Extrait à lire
#####

Ironie de l’histoire, à l’automne 2011 en pleine crise des dettes souveraines de la zone euro, Berlusconi a été poussé dehors par Bruxelles, l’Italie voyant les taux à 10 ans à plus de 6%. Il sera cette fois-ci, faiseur de roi et membre de la coalition. Il se murmure même que le « deal » lui réserverait la présidence du Sénat.

La hausse des taux d’intérêts posera des problèmes au pays. La dette publique se situe à plus de 2700 Mds€, soit 150% du PIB. En 2023, le pays doit renouveler près de 300 Mds€ de bons et d’obligations du trésor. Le montant pour l’année 2024 est proche de 255 Mds€. Le secteur bancaire du pays est en crise depuis plusieurs années, le ratio actuel de prêts non performants est à 6,5%.

N’oublions pas que les dettes de l’Italie au sein de TARGET2* ont explosé à plus de 600 Mds€ (30% PIB).  

Une crise de l’euro, surtout si l’Allemagne ne veut plus sauver les pays du sud, est à prévoir : les germes de la crise sont présents avec la BCE qui réduit sa planche à billets et la hausse des taux d’intérêts qui va rendre très coûteux le renouvellement et le service de la dette italienne.

Ces jours-ci, les spreads de taux à 10 ans s’écartent aussi bien avec l’Allemagne qu’avec ses pairs (Espagne, Portugal). Cet écartement avait été important en 2011, à plus de 5%, mais grâce au fameux « whatever it takes » de Mario Draghi (alors patron de la BCE) la situation avait pu nettement s’améliorer.

#####

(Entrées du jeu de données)
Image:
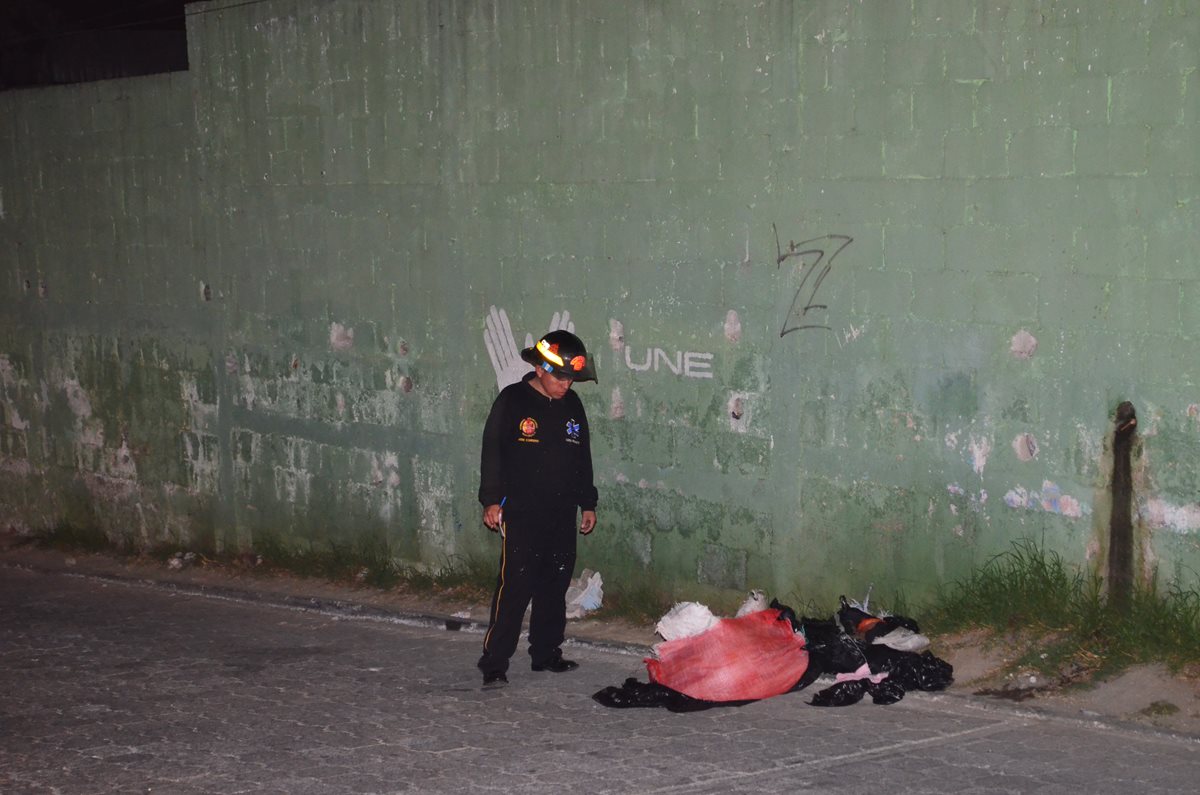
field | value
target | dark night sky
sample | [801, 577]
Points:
[70, 41]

#####

Consigne
Répondez aux questions suivantes en vous appuyant sur l'extrait.
1. À combien s'élève la dette publique italienne, en montant et en part du PIB ?
2. À quel niveau sont montées les dettes de l'Italie au sein de TARGET2 ?
3. Quelle fonction occupait Mario Draghi au moment du « whatever it takes » ?
Ce listing provient d'une autre source que l'extrait.

Corrigé
1. Elle dépasse 2700 Mds€, soit 150 % du PIB.
2. Elles ont explosé à plus de 600 Mds€, soit 30 % du PIB.
3. Il était le patron de la BCE.